**Set problem:**
Copy every one of the following items line for line, leaving each character unchanged.

Records held in a dataset

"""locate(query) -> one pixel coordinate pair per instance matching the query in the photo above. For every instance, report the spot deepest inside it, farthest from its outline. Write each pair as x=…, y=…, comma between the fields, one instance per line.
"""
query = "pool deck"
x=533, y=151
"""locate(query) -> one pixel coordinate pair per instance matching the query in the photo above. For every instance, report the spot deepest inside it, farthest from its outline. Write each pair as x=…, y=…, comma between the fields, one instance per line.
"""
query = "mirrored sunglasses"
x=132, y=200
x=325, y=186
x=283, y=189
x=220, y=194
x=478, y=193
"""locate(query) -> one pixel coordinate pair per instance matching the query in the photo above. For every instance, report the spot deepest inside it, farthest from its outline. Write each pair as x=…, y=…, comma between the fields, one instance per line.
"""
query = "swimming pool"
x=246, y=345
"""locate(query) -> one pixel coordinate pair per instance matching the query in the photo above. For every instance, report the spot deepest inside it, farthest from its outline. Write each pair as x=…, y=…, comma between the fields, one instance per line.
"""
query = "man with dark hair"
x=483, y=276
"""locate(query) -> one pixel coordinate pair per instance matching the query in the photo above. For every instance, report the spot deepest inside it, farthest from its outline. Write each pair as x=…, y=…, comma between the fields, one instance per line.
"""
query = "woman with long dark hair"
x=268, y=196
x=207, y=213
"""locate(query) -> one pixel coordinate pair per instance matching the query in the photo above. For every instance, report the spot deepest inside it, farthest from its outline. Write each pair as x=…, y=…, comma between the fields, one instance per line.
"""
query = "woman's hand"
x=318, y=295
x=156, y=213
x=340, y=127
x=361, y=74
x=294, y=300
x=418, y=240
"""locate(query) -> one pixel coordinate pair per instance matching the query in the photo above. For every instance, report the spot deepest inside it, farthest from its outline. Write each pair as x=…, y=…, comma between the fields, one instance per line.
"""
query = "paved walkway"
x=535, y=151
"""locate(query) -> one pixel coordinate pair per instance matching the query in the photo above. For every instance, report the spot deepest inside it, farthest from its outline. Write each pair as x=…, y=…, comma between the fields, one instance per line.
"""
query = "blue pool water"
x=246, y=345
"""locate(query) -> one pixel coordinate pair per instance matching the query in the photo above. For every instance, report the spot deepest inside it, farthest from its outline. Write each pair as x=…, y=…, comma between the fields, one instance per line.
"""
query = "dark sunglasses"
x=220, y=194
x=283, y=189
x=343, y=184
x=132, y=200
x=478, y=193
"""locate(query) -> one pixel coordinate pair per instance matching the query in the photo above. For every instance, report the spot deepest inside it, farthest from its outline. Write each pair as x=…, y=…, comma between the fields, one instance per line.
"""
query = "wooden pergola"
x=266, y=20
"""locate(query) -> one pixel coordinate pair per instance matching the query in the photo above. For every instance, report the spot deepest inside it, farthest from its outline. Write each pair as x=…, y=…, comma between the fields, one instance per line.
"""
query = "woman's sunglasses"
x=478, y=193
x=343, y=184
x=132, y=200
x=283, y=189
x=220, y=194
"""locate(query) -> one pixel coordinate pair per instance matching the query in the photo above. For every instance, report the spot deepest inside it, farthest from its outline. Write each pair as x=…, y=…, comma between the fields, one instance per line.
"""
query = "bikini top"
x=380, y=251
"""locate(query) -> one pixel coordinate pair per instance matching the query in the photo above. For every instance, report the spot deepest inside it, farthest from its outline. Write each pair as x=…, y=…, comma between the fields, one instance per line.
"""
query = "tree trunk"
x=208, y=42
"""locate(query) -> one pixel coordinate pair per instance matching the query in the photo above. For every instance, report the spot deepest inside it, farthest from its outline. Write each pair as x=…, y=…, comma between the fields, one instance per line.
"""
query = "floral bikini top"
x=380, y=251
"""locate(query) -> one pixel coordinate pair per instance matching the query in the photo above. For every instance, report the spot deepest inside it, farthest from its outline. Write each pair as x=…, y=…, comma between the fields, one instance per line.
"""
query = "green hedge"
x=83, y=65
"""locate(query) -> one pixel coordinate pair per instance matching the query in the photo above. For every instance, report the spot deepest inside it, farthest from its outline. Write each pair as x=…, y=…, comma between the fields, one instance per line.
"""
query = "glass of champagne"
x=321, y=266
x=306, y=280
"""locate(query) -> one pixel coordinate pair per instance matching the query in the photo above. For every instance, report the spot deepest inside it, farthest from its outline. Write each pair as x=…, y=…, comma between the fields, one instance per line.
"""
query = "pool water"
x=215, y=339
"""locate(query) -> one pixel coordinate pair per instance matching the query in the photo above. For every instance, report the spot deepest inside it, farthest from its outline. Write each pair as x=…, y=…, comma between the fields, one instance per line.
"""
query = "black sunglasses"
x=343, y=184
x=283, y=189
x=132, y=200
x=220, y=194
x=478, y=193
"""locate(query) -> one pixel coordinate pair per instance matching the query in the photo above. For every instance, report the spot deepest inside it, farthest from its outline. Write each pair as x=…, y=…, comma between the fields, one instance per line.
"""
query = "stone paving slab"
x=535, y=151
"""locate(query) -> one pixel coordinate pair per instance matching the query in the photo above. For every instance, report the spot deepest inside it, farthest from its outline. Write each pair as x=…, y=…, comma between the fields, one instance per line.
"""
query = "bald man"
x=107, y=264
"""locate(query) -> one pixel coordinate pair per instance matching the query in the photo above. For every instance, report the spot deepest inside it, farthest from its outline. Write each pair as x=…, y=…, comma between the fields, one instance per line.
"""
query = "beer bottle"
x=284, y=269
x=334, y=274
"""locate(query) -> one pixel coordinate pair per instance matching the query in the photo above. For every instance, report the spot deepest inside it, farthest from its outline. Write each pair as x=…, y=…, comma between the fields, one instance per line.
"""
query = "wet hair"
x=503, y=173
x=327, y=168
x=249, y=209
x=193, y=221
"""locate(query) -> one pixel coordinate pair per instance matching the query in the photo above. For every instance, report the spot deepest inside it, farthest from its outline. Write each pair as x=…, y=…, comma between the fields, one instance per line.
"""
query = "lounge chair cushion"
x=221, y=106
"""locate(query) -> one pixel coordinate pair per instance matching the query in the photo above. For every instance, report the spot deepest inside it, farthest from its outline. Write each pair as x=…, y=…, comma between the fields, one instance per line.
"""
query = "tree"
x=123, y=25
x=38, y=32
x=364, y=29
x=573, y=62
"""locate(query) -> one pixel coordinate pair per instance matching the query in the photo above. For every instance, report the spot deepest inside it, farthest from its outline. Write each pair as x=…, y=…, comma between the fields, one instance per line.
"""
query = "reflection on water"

**Exercise result:**
"""locate(query) -> one pixel coordinate pair per instance matching the query in the photo above. For every instance, report the spot deepest inside it, farthest from its outline. Write each pair as x=…, y=…, comma between the fields, one instance per line.
"""
query = "pool deck"
x=533, y=151
"""locate(query) -> one pixel coordinate pair per instance matching the query in the photo above. For every instance, report the spot deepest inside it, farthest from its outline. Write each pair as x=…, y=…, comma between the fields, one instance per line.
"""
query = "mirrored sunglasses"
x=132, y=200
x=325, y=186
x=283, y=189
x=220, y=194
x=478, y=193
"""locate(query) -> one pixel coordinate pair per instance matching the query in the photo above. For every instance, report the spot deepest inside it, farthest from its outline. Write each pair as x=…, y=…, comma between the fields, one instance per line.
"""
query = "swimming pool"
x=246, y=345
"""locate(query) -> one pixel coordinate pair per instance matching the query in the photo above. For every instance, report the spot deepest inside it, farthest from its outline. Write each pair as x=…, y=…, comma between the fields, one instance per line.
"""
query = "man with dark hair"
x=483, y=276
"""locate(query) -> one pixel coordinate pair per instance matching the query in the photo above. For every instance, report the spot deepest inside it, farthest from its outline. Write each pair as x=…, y=…, comma between the fields, one instance per line.
"""
query = "woman with long dark hair"
x=268, y=196
x=207, y=213
"""locate(query) -> one pixel coordinate pair per instance matching the query in the photo above. For every instance, report the spot deepest inside it, farthest from its outline. Write each pair as x=…, y=…, comma between the fields, one instance per line.
"""
query = "woman's hand"
x=318, y=295
x=156, y=213
x=340, y=127
x=361, y=74
x=294, y=300
x=418, y=240
"""locate(query) -> one pixel coordinate pair per instance matching the query in the photo above. For every instance, report the spot deepest inside it, farthest from its outline. Write each pair as x=…, y=…, comma between the fields, one instance per line.
"""
query = "paved walkway"
x=535, y=151
"""locate(query) -> one pixel coordinate pair per instance matching the query in the photo above. For every instance, report the spot deepest inside it, farthest from its outline. Write each pair as x=…, y=…, comma between the fields, one instance per line.
"""
query = "blue pool water"
x=246, y=345
"""locate(query) -> one pixel coordinate pair per instance matching the query in the photo above. For every instance, report the spot deepest inside it, farthest from its outline. Write each pair as x=…, y=…, comma between the fields, one instance per line.
"""
query = "dark sunglasses"
x=220, y=194
x=283, y=189
x=343, y=184
x=132, y=200
x=478, y=193
"""locate(query) -> one pixel coordinate pair per instance matching the query in the photo above. For every instance, report the spot deepest inside it, farthest from its outline. Write each pair as x=…, y=…, comma between the fields, one instance per line.
"""
query = "wooden pergola"
x=266, y=20
"""locate(query) -> one pixel coordinate pair per instance matching the query in the photo above. For every instance, report the spot deepest inside it, farthest from its outline. Write each pair as x=…, y=…, comma between the fields, one instance per line.
"""
query = "woman's sunglasses"
x=478, y=193
x=343, y=184
x=132, y=200
x=283, y=189
x=220, y=194
"""locate(query) -> one pixel coordinate pair per instance matching the query in the photo above. For every instance, report the spot deepest inside it, farthest from its outline. Write each pair as x=…, y=…, comma between the fields, one instance per line.
"""
query = "bikini top"
x=380, y=251
"""locate(query) -> one pixel coordinate pair per instance matching the query in the photo above. For every instance, report the spot deepest inside it, farthest from its outline. Write each pair as x=…, y=…, comma between the fields, one instance per line.
"""
query = "tree trunk"
x=208, y=42
"""locate(query) -> one pixel coordinate pair per instance matching the query in the photo above. For every instance, report the spot deepest inside it, farthest from its outline. Write each pair as x=…, y=…, comma between the fields, one instance per line.
"""
query = "floral bikini top"
x=380, y=251
"""locate(query) -> one pixel coordinate pair per instance matching the query in the photo above. For every instance, report the spot deepest inside it, farthest from its outline. Write each pair as x=…, y=…, comma between the fields, one instance per line.
"""
query = "green hedge"
x=83, y=65
"""locate(query) -> one pixel coordinate pair per instance matching the query in the photo above. For every instance, report the spot deepest inside it, farthest from its outline. Write each pair as x=…, y=…, comma between the fields, one instance per line.
"""
query = "glass of champagne"
x=321, y=266
x=306, y=280
"""locate(query) -> one pixel coordinate pair per instance matching the query in the photo above. For every instance, report the spot deepest inside it, farthest from its outline. Write each pair as x=…, y=…, comma between the fields, one instance per line.
"""
query = "pool water"
x=215, y=339
"""locate(query) -> one pixel coordinate pair per instance matching the query in the photo above. For every instance, report the spot deepest inside it, farthest from its outline. Write each pair as x=…, y=…, comma between the fields, one instance per line.
"""
query = "black sunglasses"
x=343, y=184
x=283, y=189
x=132, y=200
x=220, y=194
x=478, y=193
"""locate(query) -> one pixel coordinate pair per instance matching the query in the photo above. For every instance, report the spot deepest inside it, farthest from its outline. Write each pair as x=…, y=…, comma between the fields, one instance per line.
"""
query = "stone paving slab"
x=535, y=151
"""locate(query) -> one pixel coordinate pair per instance matching the query in the photo above. For every instance, report the spot deepest inside it, farthest from its outline. Write each pair as x=…, y=…, comma between the fields, one instance per line.
"""
query = "bald man"
x=107, y=264
"""locate(query) -> one pixel coordinate pair per instance matching the query in the photo above. For every instance, report the spot deepest inside it, farthest from its outline. Write each pair as x=…, y=…, comma between the fields, one instance per line.
"""
query = "beer bottle"
x=284, y=269
x=334, y=274
"""locate(query) -> one pixel coordinate pair per instance matching the query in the photo above. For every instance, report the spot deepest inside it, farthest from its outline. Write each pair as x=…, y=…, comma between the fields, one instance per line.
"""
query = "wet hair"
x=503, y=173
x=327, y=168
x=249, y=209
x=193, y=221
"""locate(query) -> one pixel coordinate pair per instance matching the query in the photo above. For every instance, report the spot deepest inside it, farthest from its outline. Write each pair as x=…, y=…, comma between the fields, one instance per line.
"""
query = "lounge chair cushion"
x=221, y=106
"""locate(query) -> one pixel coordinate pair per instance matching the query in the photo above. For every instance, report the spot deepest inside it, farthest from its outline. Write each pair as x=…, y=…, comma between the fields, one instance per line.
"""
query = "tree"
x=123, y=25
x=38, y=32
x=364, y=29
x=573, y=62
"""locate(query) -> one pixel coordinate pair per instance matching the query in the photo above. For every instance, report the spot deepest inside it, farthest from its outline. Write each pair as x=…, y=…, comma between the fields, one instance per line.
"""
query = "reflection on water"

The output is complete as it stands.